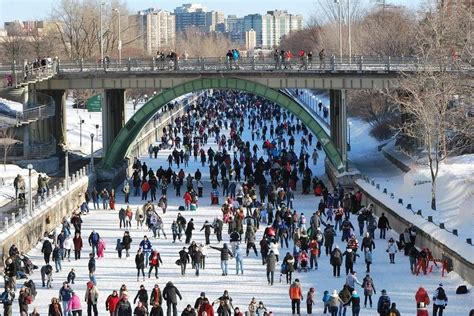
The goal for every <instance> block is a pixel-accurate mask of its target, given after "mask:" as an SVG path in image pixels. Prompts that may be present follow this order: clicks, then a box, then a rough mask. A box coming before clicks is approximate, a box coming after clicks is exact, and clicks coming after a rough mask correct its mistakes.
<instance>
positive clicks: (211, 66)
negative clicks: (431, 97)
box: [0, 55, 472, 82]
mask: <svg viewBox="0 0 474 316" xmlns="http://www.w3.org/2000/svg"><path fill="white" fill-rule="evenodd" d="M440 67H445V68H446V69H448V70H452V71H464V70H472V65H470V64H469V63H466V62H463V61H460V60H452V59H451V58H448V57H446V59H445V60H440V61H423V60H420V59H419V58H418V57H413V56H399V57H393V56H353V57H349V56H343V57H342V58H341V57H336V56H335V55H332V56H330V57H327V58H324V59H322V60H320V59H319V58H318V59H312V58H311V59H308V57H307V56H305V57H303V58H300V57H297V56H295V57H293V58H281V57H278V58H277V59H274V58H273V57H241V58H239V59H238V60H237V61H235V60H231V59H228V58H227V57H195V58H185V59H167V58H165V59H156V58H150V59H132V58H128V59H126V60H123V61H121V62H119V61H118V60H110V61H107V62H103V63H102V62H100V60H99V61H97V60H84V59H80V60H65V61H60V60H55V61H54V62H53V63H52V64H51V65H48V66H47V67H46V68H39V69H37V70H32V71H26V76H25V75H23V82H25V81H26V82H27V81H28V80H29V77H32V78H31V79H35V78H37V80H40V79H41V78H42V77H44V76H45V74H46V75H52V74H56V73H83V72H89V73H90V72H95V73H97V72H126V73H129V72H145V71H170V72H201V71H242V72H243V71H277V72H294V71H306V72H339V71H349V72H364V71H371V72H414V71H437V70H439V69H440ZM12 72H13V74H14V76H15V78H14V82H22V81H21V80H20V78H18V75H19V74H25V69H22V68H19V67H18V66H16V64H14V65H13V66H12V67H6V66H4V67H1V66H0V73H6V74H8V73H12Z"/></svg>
· · · ·
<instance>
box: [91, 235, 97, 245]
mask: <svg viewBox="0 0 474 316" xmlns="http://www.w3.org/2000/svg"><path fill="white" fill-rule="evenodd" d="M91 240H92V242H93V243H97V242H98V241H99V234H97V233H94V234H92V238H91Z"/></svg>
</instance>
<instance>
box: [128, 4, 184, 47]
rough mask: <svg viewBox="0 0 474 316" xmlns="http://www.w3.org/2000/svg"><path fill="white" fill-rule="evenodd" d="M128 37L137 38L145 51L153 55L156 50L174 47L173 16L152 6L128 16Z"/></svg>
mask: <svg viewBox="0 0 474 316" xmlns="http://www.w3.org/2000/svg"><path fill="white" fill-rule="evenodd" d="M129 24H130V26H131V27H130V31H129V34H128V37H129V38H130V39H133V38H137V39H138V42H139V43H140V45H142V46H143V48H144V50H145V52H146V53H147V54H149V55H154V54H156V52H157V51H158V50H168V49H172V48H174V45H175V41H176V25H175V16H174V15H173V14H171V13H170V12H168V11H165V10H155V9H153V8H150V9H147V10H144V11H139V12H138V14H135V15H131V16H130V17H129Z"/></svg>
· · · ·
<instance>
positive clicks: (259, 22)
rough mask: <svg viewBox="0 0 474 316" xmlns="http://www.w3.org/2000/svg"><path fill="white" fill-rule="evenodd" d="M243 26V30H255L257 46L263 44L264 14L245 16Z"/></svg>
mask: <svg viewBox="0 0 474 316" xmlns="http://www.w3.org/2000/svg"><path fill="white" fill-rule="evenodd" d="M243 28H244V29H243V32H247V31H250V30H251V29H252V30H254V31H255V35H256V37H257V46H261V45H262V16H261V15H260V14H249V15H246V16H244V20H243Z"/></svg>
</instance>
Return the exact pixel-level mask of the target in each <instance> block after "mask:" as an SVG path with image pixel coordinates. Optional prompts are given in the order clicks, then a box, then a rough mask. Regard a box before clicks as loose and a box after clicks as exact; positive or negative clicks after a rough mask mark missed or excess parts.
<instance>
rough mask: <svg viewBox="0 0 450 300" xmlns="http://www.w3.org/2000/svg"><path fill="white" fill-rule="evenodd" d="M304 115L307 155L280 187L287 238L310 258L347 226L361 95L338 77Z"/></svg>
· · · ·
### TASK TO CARRY OUT:
Convert the data lines starting at the one containing "The goal for" and ending at the one containing "box: [0, 55, 472, 82]" into a Markdown table with the columns Row and Line, numbering each row and skipping any blank lines.

### RESPONSE TO THIS TASK:
| Row | Line |
|---|---|
| 1 | The goal for every <instance> block is a pixel-accurate mask of its target, given after "mask:" as an SVG path in image pixels. Prompts that may be present follow this order: clicks, then a box, then a rough mask. A box coming before clicks is approximate, a box coming after clicks is exact, and clicks coming after a rough mask correct its mistakes. |
| 2 | <instance> |
| 3 | positive clicks: (211, 66) |
| 4 | negative clicks: (431, 97) |
| 5 | box: [0, 55, 472, 82] |